* _STATED GOAL_
Please repeat the items below word for word, from the line with "Task: point at the rocky mountain" up to and including the line with "Target: rocky shoreline". Leave the pictures out of your answer.

* _INPUT FOR THIS TASK_

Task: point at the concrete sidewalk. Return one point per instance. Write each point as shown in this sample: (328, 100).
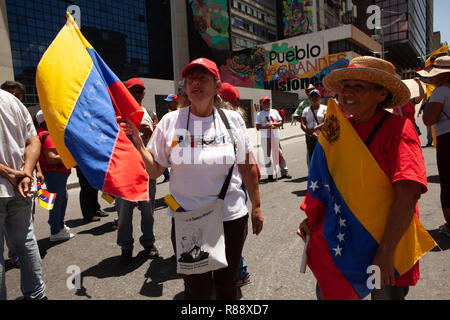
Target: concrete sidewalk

---

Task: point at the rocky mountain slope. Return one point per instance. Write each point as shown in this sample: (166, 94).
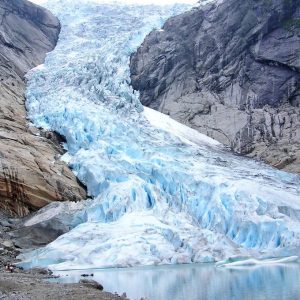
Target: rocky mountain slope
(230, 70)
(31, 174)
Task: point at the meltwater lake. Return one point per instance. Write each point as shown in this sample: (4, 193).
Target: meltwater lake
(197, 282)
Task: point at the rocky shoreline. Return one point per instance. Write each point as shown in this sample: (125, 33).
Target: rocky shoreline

--

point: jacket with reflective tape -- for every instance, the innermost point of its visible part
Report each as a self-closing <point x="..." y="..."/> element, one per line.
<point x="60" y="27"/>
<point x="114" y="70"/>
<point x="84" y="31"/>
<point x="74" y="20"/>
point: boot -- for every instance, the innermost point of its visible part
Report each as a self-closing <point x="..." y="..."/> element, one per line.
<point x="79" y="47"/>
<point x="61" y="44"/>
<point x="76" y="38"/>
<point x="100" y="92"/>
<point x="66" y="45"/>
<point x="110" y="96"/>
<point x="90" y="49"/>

* _CORRECT RESPONSE_
Task: point at the rocky mountain slope. Return one point per instance. Write each point as shown in this sample: (166, 94).
Target: rocky mountain slope
(230, 70)
(31, 174)
Task: point at the meltwater lake. Return one point per instance. Write each point as shown in this sample: (4, 193).
Target: meltwater lake
(197, 282)
Task: point at the rocky shoreline. Return one point per instance. Write each point as shown in this sample: (125, 33).
Target: rocky shoreline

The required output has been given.